_Objectives_
A - Set down the part of the passage on Schuyler Colfax's early career starting with "As a means to" and going on through "Journal at Indianapolis.".
B - According to the passage on Schuyler Colfax's early career, what new name did Colfax give The South Bend Free Press?

-- start Given passage --

Five years after he became a resident of Saint Joseph County, George Matthews was elected county auditor. Shortly after he was sworn into office Matthews appointed his step-son as deputy auditor. Colfax served as his step-father’s deputy for eight years and decided that politics was for him.
As a means to an end he studied law but was never admitted to the Indiana bar. Meanwhile he did fulfill a political function as the assistant enrolling clerk of the Indiana Senate. Presumably the position didn’t pay enough for him to make ends meet so Colfax got a job as a correspondent for the Indiana State Journal at Indianapolis.
Since law was not to be his profession and stepping stone to politics, then journalism would serve as well. In 1845, Schuyler Colfax bought himself a newspaper. His new property was The South Bend Free Press which Colfax renamed The Saint Joseph Valley Register. The newspaper was the Whig organ for northern Indiana and its publisher and editor was a strong party member.
Schuyler Colfax was 22 years old at the time he purchased the South Bend newspaper. A year earlier he had married Evelyn Clark, a native New Yorker. The wedding took place on October 10, 1844.

-- end Given passage --
-- start Information given --

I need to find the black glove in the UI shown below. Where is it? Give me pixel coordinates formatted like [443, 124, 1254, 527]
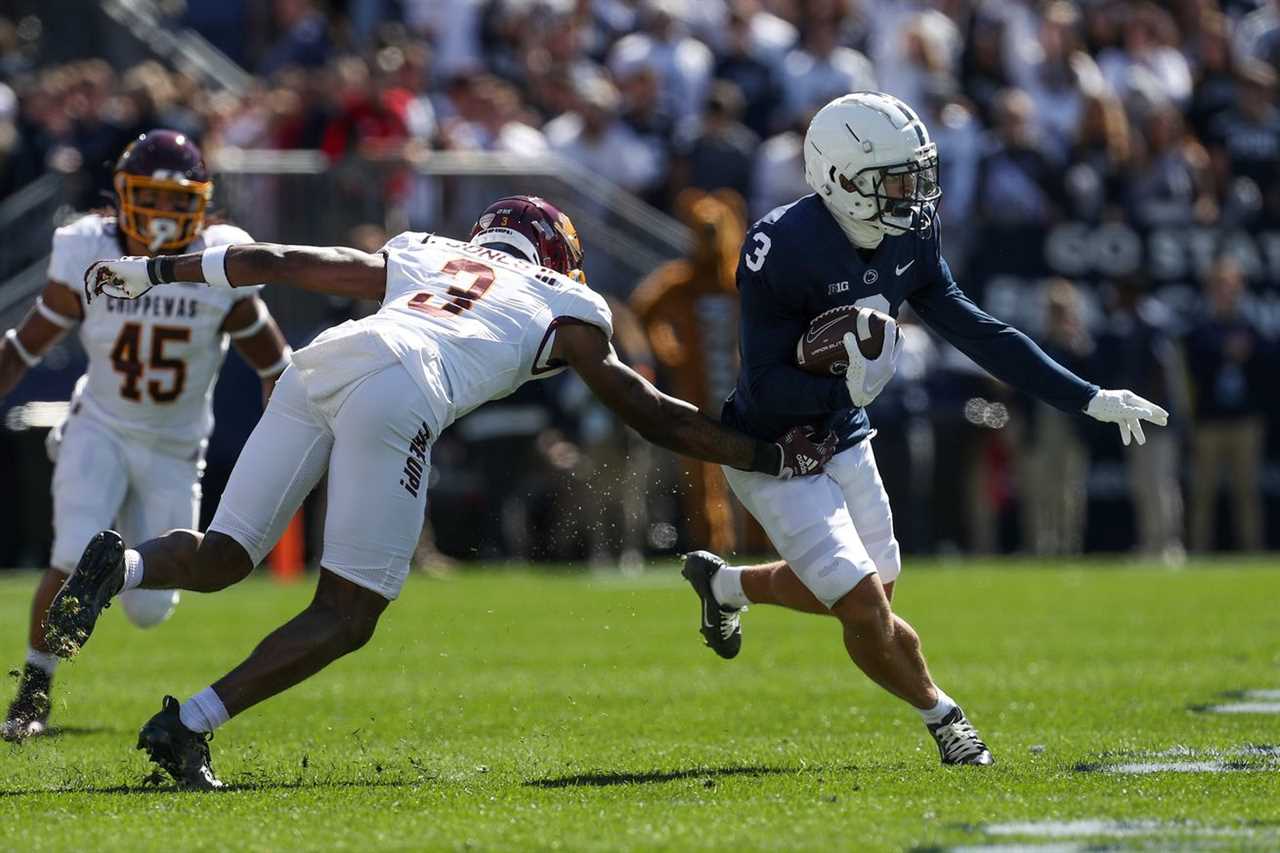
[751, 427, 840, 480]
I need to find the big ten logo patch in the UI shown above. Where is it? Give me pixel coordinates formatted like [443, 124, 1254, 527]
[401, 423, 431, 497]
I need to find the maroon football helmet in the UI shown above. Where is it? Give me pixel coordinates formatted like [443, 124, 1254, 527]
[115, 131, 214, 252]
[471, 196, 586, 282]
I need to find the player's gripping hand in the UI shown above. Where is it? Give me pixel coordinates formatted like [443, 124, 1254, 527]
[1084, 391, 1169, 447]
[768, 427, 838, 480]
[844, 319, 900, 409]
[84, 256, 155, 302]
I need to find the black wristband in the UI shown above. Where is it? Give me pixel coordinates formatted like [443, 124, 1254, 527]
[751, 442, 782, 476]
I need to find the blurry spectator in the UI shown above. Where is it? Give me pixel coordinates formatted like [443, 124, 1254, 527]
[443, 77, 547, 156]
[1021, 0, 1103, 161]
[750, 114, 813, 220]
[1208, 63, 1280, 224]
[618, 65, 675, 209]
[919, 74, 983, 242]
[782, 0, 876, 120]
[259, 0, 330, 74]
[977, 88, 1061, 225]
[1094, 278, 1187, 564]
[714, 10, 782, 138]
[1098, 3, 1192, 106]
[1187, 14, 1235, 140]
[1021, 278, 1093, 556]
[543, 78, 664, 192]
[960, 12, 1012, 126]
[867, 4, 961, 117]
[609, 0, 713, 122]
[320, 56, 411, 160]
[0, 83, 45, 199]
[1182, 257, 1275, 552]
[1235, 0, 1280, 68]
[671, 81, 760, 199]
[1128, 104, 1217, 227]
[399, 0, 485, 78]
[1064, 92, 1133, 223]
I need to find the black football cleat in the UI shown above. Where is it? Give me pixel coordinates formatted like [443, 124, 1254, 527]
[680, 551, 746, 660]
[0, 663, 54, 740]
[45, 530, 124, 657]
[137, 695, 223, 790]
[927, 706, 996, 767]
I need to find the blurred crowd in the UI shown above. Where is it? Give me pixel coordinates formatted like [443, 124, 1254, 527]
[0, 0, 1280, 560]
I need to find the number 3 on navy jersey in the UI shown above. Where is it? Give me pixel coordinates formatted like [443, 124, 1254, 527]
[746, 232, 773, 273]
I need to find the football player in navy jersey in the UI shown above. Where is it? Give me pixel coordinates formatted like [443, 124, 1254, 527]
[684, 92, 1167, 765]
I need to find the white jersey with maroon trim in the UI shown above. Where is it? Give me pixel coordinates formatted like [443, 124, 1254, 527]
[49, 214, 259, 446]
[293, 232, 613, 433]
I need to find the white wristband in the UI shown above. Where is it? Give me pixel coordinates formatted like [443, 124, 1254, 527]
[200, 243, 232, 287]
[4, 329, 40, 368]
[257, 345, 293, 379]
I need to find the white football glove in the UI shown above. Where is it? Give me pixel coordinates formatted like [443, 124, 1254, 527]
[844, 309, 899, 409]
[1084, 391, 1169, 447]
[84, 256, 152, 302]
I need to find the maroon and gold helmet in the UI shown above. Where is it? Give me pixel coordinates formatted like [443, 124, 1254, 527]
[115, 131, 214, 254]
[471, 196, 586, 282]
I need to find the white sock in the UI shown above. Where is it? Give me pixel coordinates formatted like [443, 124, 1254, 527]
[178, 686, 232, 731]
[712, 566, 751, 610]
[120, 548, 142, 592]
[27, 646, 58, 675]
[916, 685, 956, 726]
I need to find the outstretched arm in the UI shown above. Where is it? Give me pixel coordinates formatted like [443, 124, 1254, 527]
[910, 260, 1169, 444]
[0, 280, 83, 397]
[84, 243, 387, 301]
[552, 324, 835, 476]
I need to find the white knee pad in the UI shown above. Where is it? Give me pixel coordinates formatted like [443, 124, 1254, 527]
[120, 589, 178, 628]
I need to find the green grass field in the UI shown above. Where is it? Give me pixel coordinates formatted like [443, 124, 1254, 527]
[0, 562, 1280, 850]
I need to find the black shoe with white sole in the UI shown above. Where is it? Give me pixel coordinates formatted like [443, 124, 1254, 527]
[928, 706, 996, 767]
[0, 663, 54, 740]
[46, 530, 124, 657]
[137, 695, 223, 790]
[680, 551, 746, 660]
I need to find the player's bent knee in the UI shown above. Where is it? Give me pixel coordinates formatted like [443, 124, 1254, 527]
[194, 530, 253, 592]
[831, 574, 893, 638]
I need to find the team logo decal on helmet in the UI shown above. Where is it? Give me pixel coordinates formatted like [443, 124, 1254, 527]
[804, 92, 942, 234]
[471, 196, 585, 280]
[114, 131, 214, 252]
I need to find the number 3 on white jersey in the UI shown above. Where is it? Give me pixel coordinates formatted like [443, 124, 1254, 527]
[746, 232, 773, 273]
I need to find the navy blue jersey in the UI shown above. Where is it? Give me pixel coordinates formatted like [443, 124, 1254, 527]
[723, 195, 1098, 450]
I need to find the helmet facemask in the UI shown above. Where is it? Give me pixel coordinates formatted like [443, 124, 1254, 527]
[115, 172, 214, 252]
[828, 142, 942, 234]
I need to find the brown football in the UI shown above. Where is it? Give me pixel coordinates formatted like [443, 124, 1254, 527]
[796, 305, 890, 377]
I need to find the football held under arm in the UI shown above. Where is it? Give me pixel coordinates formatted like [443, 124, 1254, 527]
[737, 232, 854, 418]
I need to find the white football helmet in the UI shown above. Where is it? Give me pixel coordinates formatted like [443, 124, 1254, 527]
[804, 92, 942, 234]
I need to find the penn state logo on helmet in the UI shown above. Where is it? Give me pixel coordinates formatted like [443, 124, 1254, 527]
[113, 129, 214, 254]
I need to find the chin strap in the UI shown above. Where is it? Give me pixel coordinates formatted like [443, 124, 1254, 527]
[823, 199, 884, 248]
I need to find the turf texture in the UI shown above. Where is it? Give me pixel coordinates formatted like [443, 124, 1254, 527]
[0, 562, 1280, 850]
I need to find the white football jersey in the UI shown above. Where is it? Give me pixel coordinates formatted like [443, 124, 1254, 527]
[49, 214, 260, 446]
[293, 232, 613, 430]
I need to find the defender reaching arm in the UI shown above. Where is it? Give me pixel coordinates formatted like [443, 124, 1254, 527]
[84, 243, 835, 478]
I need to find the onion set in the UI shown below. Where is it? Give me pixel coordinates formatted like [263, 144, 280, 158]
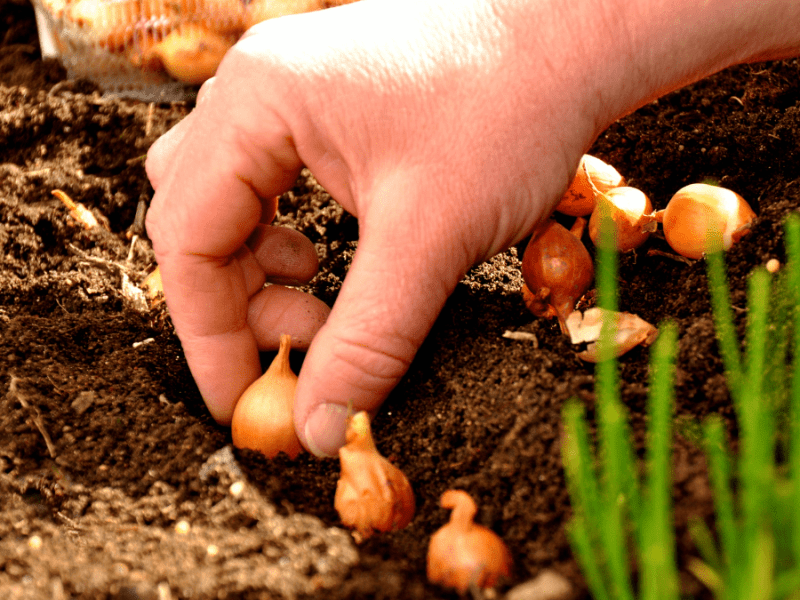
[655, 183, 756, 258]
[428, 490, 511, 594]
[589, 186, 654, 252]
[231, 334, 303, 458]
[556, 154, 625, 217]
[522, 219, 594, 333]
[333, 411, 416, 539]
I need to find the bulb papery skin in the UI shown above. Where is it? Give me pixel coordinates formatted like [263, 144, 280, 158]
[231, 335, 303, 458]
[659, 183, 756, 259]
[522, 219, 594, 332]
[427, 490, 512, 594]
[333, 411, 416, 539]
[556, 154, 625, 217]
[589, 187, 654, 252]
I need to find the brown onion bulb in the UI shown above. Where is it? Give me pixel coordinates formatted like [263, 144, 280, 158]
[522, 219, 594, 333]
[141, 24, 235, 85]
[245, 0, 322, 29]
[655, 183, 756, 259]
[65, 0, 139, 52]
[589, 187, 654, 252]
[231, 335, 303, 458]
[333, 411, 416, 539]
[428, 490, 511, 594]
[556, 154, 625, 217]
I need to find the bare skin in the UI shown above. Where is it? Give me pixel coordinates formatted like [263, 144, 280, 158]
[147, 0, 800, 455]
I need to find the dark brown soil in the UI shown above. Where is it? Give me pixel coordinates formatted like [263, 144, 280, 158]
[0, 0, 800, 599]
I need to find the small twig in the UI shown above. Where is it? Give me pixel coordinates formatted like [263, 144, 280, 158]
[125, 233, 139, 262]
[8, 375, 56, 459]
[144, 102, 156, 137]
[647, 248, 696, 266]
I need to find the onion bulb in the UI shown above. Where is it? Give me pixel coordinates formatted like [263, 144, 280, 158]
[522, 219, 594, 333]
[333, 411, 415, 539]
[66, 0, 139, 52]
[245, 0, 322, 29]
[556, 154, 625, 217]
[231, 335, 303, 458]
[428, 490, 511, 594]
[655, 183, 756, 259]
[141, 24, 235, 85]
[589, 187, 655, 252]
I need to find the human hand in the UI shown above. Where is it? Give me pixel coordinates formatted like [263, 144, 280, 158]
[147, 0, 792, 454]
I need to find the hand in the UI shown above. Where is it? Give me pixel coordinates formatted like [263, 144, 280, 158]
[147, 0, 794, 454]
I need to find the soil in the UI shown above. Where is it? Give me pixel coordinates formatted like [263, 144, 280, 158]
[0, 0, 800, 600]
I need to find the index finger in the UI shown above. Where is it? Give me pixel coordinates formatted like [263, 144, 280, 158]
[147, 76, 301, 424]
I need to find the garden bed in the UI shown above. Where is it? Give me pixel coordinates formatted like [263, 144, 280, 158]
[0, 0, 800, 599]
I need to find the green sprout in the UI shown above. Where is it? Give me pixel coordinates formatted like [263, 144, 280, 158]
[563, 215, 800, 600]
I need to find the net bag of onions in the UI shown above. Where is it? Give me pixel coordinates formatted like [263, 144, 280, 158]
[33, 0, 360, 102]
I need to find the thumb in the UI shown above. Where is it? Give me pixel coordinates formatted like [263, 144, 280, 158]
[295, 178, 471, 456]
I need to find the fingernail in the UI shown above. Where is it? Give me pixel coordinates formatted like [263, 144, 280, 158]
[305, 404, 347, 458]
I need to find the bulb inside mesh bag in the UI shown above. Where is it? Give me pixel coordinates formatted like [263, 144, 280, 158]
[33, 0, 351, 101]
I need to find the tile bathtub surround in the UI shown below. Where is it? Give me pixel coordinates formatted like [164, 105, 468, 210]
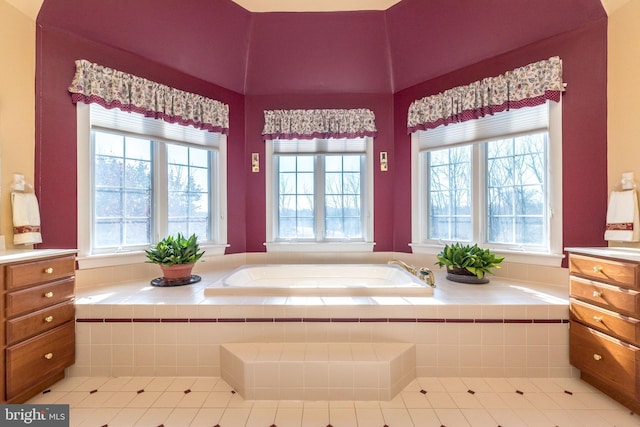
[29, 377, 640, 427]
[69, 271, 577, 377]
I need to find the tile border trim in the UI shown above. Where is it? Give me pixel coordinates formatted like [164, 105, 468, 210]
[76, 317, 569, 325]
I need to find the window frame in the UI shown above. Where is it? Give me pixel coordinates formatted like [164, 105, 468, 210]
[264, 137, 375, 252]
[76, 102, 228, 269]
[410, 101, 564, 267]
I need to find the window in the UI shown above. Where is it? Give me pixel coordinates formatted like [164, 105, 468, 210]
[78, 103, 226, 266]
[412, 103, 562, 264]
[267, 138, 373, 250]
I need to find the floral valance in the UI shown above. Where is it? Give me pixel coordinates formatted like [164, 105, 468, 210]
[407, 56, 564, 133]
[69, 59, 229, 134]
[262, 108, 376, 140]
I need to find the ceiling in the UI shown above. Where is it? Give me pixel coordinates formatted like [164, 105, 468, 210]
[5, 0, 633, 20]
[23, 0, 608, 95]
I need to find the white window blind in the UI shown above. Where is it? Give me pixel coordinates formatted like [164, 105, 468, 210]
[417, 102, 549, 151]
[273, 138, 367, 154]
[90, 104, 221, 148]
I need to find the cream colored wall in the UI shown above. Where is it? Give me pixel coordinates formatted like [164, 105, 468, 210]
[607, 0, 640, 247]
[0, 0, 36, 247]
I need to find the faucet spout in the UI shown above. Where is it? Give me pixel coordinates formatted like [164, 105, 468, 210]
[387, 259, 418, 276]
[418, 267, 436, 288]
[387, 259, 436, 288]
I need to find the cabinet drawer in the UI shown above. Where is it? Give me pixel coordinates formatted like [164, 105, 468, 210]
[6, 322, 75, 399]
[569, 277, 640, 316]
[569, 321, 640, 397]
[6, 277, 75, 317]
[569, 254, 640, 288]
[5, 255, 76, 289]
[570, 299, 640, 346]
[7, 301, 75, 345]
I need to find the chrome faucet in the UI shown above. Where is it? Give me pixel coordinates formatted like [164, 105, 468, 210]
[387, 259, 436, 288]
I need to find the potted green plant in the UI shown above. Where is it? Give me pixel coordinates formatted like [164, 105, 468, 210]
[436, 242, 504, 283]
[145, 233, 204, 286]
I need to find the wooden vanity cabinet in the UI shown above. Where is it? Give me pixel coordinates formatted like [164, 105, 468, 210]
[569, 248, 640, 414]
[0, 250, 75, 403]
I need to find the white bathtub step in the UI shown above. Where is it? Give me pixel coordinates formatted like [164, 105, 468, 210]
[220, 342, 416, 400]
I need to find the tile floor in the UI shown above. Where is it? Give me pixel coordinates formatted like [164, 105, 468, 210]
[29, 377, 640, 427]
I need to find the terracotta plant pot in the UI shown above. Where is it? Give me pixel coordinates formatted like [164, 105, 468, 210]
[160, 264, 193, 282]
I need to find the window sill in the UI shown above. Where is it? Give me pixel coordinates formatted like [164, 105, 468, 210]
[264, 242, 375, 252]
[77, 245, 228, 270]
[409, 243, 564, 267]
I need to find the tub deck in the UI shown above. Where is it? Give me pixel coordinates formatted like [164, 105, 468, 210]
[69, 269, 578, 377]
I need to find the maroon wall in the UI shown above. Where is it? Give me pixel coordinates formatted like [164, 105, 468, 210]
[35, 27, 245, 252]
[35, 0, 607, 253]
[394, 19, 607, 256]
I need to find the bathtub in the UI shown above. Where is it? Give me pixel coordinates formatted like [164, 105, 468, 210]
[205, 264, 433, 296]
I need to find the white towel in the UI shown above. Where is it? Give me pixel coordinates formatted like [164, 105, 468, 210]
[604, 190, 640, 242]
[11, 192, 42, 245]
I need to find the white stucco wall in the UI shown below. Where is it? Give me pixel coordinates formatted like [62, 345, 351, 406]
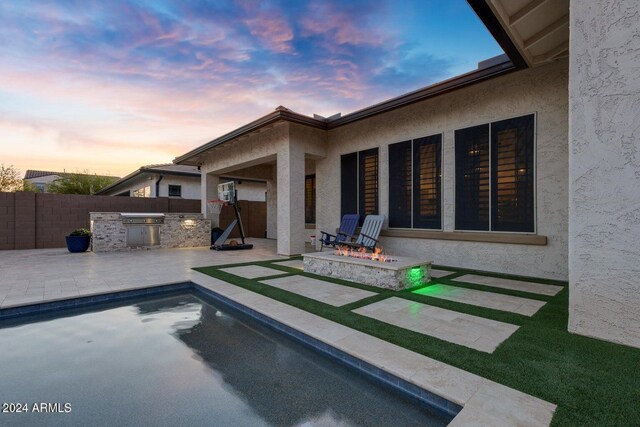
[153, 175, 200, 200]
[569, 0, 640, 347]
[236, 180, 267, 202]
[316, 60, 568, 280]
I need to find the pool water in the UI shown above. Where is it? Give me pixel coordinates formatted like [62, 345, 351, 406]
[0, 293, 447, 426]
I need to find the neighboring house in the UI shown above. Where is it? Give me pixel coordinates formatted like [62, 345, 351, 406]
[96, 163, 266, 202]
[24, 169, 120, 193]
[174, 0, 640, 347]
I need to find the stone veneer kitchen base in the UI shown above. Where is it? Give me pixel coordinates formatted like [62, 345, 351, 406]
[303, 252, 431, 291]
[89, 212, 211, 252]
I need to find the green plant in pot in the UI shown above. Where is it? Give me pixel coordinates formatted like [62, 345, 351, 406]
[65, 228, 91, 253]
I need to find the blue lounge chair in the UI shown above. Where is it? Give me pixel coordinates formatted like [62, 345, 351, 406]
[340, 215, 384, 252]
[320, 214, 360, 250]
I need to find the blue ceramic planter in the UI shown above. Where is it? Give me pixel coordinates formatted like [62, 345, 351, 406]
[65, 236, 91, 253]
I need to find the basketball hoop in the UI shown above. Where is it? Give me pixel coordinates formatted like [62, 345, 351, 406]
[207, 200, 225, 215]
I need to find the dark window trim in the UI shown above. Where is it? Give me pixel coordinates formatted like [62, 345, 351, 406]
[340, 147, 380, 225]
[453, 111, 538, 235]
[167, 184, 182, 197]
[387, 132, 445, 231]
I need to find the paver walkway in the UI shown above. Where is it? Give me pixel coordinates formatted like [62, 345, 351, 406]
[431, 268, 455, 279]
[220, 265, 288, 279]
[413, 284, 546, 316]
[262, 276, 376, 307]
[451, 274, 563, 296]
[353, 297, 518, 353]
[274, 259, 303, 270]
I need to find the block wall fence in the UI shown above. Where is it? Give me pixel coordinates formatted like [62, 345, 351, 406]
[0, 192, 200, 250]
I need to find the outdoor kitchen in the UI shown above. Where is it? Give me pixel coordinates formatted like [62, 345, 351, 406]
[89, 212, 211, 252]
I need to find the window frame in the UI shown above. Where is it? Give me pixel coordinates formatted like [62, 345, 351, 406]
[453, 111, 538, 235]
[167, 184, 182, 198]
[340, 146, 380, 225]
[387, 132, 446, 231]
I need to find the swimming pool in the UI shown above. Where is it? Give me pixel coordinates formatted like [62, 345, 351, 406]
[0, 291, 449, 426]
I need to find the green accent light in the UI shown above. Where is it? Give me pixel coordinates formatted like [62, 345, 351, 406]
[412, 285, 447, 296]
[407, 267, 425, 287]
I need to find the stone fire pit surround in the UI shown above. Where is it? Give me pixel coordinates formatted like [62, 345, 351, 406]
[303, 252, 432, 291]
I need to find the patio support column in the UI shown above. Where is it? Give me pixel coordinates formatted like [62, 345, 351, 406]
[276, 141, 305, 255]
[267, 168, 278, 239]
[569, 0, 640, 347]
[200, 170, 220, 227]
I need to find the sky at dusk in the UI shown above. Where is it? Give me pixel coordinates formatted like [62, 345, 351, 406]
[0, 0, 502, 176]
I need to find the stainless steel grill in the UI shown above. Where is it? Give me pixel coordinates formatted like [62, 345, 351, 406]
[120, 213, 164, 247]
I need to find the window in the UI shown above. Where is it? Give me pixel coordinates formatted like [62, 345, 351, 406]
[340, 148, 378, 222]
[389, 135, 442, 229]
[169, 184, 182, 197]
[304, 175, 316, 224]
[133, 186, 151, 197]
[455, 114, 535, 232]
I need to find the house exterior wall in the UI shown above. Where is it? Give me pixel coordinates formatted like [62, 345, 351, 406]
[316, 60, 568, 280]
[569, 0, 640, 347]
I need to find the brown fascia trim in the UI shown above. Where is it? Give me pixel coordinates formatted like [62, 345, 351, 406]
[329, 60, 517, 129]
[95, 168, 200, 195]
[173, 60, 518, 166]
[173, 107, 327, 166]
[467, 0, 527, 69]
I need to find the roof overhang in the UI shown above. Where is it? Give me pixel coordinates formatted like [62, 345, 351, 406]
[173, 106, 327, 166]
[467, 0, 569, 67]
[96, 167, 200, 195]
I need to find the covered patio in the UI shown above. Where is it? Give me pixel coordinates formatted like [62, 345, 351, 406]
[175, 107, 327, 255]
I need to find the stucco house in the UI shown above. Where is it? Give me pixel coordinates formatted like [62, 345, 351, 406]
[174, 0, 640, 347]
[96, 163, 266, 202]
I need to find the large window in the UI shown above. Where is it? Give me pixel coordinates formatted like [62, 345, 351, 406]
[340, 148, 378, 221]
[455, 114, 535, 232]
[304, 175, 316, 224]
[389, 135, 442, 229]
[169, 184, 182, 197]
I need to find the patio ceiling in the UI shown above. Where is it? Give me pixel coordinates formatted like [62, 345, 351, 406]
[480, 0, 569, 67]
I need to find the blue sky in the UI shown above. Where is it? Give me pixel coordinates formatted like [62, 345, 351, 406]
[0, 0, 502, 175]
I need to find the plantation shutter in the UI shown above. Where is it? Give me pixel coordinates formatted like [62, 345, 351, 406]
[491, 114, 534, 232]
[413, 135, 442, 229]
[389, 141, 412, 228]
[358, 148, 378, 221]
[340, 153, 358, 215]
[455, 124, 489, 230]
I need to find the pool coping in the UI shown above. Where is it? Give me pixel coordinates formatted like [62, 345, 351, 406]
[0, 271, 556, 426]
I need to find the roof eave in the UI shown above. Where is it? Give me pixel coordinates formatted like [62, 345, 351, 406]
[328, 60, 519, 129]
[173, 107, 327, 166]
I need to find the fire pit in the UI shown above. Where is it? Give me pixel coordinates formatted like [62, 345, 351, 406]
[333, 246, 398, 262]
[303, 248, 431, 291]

-- end Information given --

_Task results_
A -
As a means to an end he studied law but was never admitted to the Indiana bar. Meanwhile he did fulfill a political function as the assistant enrolling clerk of the Indiana Senate. Presumably the position didn’t pay enough for him to make ends meet so Colfax got a job as a correspondent for the Indiana State Journal at Indianapolis.

B - The Saint Joseph Valley Register